### Exercise requirements:
[A] From the fraternity essay, reproduce word for word the passage from "In the late" up to and including "across the country.".
[B] In the fraternity essay, what was the vote of the active brothers?
[C] What is the Spanish translation of this sentence from the fraternity essay: "I guess some laughter is more catharsis than comedy."?

### Text segment:
■ ■ ■ ■ ■ ■ ■
It was only a matter of time before my old fraternity chapter of Phi Kappa Sigma, the Skulls, was shut down. It seemed an anachronistic setting for such a conversation, one beyond the imagination of my college self, existing in another millenia, though only 20 years ago: about twenty brothers on Zoom from various graduation years vacillating between conversations of resurrecting the dead carcass of what was being abandoned by the “active” members, recollecting old memories and connections, and attempting to make jokes that we wanted to still be funny, relevant, and inappropriate in a familiar way. That was the funeral… and the revival

The “active brothers,” three seniors and two juniors on campus, had determined to give up the ghost, the death knell the pandemic and a virtual rush, a thing as absurd as it sounds. The vote of 4 to 1 smelled of finality from a distance, and yet the urge to fight to preserve the unpreservable pervaded the discussion. The solution centered around the idea of a week-long visit by alumni to conduct a rush. As one joked, “We could run through the quad, waving a flag, yelling about how cool we are, and that’s why they should join.” We all laughed at the absurdity, but now for the life of me I can’t recall why it was more funny than depressing. I guess some laughter is more catharsis than comedy.

In the late fall of 2021, the sunset of the pandemic, the episode was fitting and discordant simultaneously. Covid had been the final death knell of a fraternity that quietly had been dying to begin with. But I found myself wondering what that death represented about larger social trends on college campuses across the country.

To extrapolate, we have to return to what fraternity life was around the year 2000, give or take. Yes, my fondest memories of Phi Kappa Sigma surrounded beer pong at the fraternity’s Pink House and lounge parties in North Hanna, Ice Luge in the decrepit bathroom first floor bathroom, and a variety of other semi-legal and lascivious activities that comprised my social life. But in equal parts I remember the faces of my brothers: Charlie Reinhardt licking a Q-tip to put in his ear, Baron Sampson, relaxing on a plaid dumpster-bait couch in 113 with the lazy, contented eyes of the afternoon, the looks on all of my sweaty blue-jacketed brother’s faces chanting our “Carol Simmon’s Raiders” around the Beta Rock after dumping a barrel of indescribables on the symbol of our rival, belting out all the vein-bulging fanatical spirit at the base volume of our collective peak existences.

As brothers, we had our beefs with each other, true. I still remember being pissed off when Chuck Lynch broke the washing machine at the Pink House where I did my laundry. But we loved each other, deeply and truly, a way that lives through 20 years of diapers and scattering careers and broken aspirations, snapped youth on the back of life’s upside down keel– in a way that brings memories of the passion of the past up from where buried and fossilized.
■ ■ ■ ■ ■ ■ ■
### Information supplied:
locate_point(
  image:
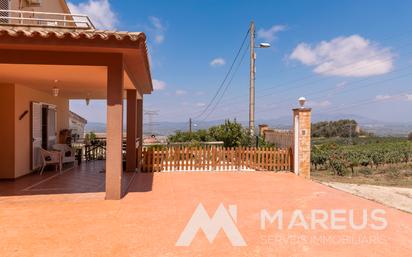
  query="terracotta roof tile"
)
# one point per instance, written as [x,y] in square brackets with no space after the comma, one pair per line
[72,34]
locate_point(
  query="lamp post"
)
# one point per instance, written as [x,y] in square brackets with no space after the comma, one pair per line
[252,77]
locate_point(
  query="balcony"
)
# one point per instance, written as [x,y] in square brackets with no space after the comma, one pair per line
[17,18]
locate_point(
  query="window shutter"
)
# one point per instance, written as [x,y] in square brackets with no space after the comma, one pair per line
[4,5]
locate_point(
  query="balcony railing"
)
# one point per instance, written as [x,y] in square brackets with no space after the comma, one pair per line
[44,19]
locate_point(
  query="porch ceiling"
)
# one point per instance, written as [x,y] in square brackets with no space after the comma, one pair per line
[132,46]
[74,82]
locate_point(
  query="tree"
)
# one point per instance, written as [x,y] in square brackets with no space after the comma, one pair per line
[231,133]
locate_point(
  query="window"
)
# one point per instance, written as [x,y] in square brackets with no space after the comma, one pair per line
[4,5]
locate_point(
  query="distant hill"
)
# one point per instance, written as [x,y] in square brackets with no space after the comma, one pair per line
[285,122]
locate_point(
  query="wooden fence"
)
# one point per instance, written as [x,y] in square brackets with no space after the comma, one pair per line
[216,159]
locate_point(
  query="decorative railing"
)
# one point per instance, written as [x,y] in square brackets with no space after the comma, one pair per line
[44,19]
[158,159]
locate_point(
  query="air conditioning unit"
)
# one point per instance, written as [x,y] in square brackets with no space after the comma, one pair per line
[34,2]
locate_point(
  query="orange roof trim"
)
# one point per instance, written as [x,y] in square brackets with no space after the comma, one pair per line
[128,37]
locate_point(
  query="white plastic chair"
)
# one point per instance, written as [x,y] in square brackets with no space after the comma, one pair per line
[50,158]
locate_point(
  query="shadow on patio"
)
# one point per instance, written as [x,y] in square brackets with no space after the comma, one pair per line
[89,177]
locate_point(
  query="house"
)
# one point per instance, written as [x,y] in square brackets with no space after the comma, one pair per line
[49,56]
[77,125]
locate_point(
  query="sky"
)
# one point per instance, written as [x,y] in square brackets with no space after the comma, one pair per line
[345,57]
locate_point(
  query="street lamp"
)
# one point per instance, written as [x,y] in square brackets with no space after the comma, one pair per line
[252,77]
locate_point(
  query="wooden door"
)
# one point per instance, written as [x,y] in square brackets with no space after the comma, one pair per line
[36,134]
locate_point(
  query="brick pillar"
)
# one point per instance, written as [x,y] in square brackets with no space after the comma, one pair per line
[301,141]
[131,130]
[139,125]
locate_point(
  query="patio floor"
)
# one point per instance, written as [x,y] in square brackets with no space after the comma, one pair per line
[151,217]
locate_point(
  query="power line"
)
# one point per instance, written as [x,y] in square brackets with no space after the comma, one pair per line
[315,75]
[225,78]
[342,92]
[303,85]
[228,84]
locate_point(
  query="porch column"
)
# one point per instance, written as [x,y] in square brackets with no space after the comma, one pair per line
[139,125]
[114,129]
[131,131]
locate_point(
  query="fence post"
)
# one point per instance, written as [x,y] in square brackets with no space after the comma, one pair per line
[301,141]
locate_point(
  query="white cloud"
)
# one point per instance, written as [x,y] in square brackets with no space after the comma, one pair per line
[341,85]
[384,97]
[352,56]
[217,62]
[159,85]
[99,11]
[158,29]
[400,97]
[320,104]
[181,92]
[270,34]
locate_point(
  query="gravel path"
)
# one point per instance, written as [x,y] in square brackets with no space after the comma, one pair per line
[397,197]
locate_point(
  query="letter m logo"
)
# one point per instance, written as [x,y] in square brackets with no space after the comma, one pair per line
[222,219]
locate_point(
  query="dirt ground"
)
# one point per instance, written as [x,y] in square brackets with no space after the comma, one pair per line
[397,197]
[395,176]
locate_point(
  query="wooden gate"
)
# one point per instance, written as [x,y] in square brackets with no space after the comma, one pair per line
[216,159]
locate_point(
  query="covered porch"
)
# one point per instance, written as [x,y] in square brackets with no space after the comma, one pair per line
[86,178]
[80,64]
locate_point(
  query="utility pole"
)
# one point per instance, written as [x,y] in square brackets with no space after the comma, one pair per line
[252,80]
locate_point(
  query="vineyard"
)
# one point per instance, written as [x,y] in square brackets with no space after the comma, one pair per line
[343,156]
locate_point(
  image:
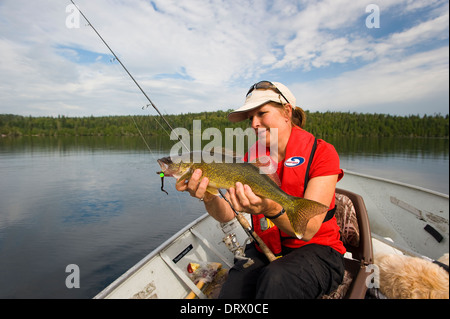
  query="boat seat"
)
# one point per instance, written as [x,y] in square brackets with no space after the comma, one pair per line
[352,218]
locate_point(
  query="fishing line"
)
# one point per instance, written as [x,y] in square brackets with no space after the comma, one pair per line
[123,66]
[239,216]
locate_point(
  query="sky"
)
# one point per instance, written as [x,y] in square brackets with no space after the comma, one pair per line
[376,56]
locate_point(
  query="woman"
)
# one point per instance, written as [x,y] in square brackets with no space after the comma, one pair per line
[307,167]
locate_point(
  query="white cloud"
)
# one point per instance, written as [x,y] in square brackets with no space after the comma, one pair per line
[195,55]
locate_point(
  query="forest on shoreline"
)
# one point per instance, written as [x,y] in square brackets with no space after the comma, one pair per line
[321,124]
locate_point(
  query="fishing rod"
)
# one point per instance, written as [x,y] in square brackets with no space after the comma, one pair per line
[241,219]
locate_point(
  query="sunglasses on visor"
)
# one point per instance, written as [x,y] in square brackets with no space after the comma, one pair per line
[266,85]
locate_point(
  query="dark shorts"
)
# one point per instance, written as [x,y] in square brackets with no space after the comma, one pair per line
[303,273]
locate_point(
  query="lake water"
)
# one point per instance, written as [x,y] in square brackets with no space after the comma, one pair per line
[97,203]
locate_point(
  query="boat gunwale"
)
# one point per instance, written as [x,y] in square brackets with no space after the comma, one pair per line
[419,188]
[116,283]
[130,272]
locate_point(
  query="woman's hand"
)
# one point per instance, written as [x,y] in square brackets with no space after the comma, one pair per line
[195,186]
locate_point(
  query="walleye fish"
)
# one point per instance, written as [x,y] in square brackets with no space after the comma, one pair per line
[224,174]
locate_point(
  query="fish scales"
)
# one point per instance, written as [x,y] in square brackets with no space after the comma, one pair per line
[225,175]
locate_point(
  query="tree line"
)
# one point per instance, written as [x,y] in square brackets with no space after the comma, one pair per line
[321,124]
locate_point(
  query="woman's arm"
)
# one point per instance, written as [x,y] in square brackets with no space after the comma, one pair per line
[320,189]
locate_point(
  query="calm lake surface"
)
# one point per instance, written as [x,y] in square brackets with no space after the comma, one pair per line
[97,203]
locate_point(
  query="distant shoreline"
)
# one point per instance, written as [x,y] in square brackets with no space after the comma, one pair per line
[321,124]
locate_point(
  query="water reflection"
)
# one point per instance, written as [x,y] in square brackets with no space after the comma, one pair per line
[96,202]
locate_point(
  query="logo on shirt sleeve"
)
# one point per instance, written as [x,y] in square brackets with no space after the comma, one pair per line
[294,161]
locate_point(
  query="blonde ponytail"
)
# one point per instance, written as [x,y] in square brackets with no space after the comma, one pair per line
[298,116]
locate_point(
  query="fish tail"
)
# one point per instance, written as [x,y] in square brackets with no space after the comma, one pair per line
[301,211]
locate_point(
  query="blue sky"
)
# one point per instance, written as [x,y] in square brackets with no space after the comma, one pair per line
[198,55]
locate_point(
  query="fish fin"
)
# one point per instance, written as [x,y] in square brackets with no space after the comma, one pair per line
[301,211]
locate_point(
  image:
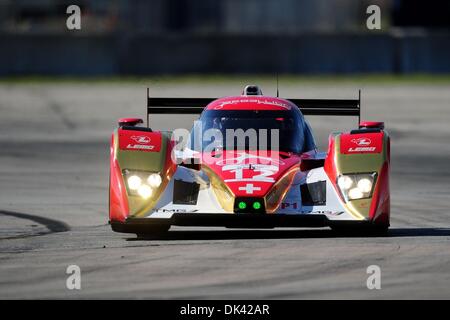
■ ■ ■ ■ ■ ■ ■
### Your responses:
[A]
In the late fall of 2021, the sunset of the pandemic, the episode was fitting and discordant simultaneously. Covid had been the final death knell of a fraternity that quietly had been dying to begin with. But I found myself wondering what that death represented about larger social trends on college campuses across the country.

[B] 4 to 1

[C] Supongo que algunas risas son más catarsis que comedia.